> **Source excerpt**

╭──

To extract meshes from the generated implicit avatar, one may use the following command.

python --mode validate_mesh --conf confs/examples/abrahamlincoln.conf

The final high resolution mesh will be stored as AvatarCLIP/AvatarGen/AppearanceGen/exp/smpl/examples/abrahamlincoln/meshes/00030000.ply

Convert Avatar to FBX Format

For the convenience of using the generated avatar with modern graphics pipeline, we also provide scripts to rig the avatar and convert to FBX format. See the instructions here.

Motion Generation

Candidate Poses Generation

Here we provide four different methods for pose generation.

PoseOptimizer: directly optimize on SMPL theta

VPoserOptimizer: optimize the latent space of VPoser

VPoserRealNVP: get latent codes of VPoser from pretrained conditional RealNVP

VPoserCodebook: select the most similar poses to the given text feature

We provide configurations to compare these methods. Here are some examples:

# Suppose your current location is `AvatarCLIP/AvatarAnimate`

# Use PoseOptimizer method to generate poses for "arguing"
python --conf confs/pose_ablation/pose_optimizer/argue.conf
# Results are stored in `AvatarCLIP/AvatarAnimate/exp/pose_ablation/pose_optimizer/argue` directory
# candidate_0.jpg, candidate_1.jpg, ..., candidate_4.jpg are the top-5 poses
# candidate_0.npy, candidate_1.npy, ..., candidate_4.npy are corresponding parameters

# Use VPoserOptimizer method to generate poses for "praying"

╰──

> **Jobs**
1. According to the AvatarCLIP excerpt, how many methods for pose generation are provided?
2. State whether each statement agrees with the AvatarCLIP excerpt. Answer yes or no, and quote the deciding words.
(a) VPoserCodebook selects the poses most similar to the given text feature.
(b) The PoseOptimizer results for "arguing" include the top-10 poses.
(c) The provided scripts convert the avatar to OBJ format.
3. Extend the AvatarCLIP excerpt, beginning after its final line.

> **Provided data**
╭──

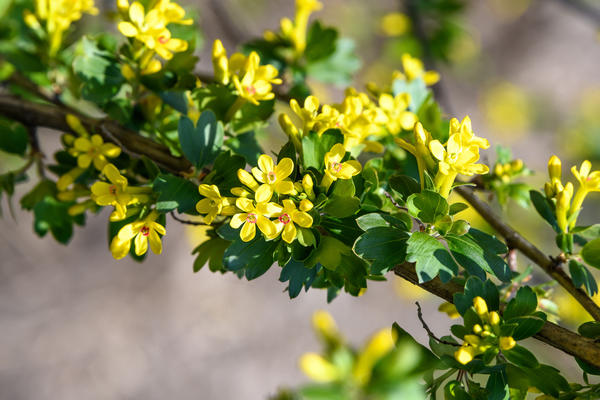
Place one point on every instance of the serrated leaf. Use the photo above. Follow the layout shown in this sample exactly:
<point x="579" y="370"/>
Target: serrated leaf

╰──

> **Exercise responses**
1. Four methods.

2.
(a) Yes: "VPoserCodebook: select the most similar poses to the given text feature"
(b) No: "candidate_0.jpg, candidate_1.jpg, ..., candidate_4.jpg are the top-5 poses"
(c) No: "we also provide scripts to rig the avatar and convert to FBX format"

3.
python --conf confs/pose_ablation/vposer_optimizer/pray.conf
# Results are stored in `AvatarCLIP/AvatarAnimate/exp/pose_ablation/vposer_optimizer/pray` directory

# Use VPoserRealNVP method to generate poses for "shooting a basketball"
python --conf confs/pose_ablation/vposer_realnvp/shoot_basketball.conf
# Results are stored in `AvatarCLIP/AvatarAnimate/exp/pose_ablation/vposer_realnvp/shoot_basketball` directory

# Use VPoserCodebook method to generate poses for "running"
python --conf confs/pose_ablation/vposer_codebook/run.conf
# Results are stored in `AvatarCLIP/AvatarAnimate/exp/pose_ablation/vposer_codebook/run` directory

Motion Generation

Here we provide three different methods for motion generation.

MotionInterpolation: directly interpolate between given poses

MotionOptimizer (baseline): optimize latent code of a pretrained VAE with a simple reconstruction loss

MotionOptimizer (ours): optimize latent code of a pretrained VAE with weighted reconstruction loss, delta loss, and clip loss

We provide configurations to compare these methods. Here are some examples:

# Suppose your current location is `AvatarCLIP/AvatarAnimate`

# Use MotionInterpolation method to generate motion for "arguing"
python --conf confs/motion_ablation/interpolation/argue.conf
# Results are stored in `AvatarCLIP/AvatarAnimate/exp/motion_ablation/interpolation/argue` directory
# candidate_0.jpg, candidate_1.jpg, ..., candidate_4.jpg are the top-5 poses
# candidate_0.npy, candidate_1.npy, ..., candidate_4.npy are corresponding parameters
# motion.mp4 is the generated motion
# motion.npy is corresponding parameters

# Use MotionOptimizer (baseline) method to generate motion for "praying"
python --conf confs/motion_ablation/baseline/pray.conf
# Results are stored in `AvatarCLIP/AvatarAnimate/exp/motion_ablation/baseline/pray` directory

# Use MotionOptimizer (ours) method to generate motion for "shooting a basketball"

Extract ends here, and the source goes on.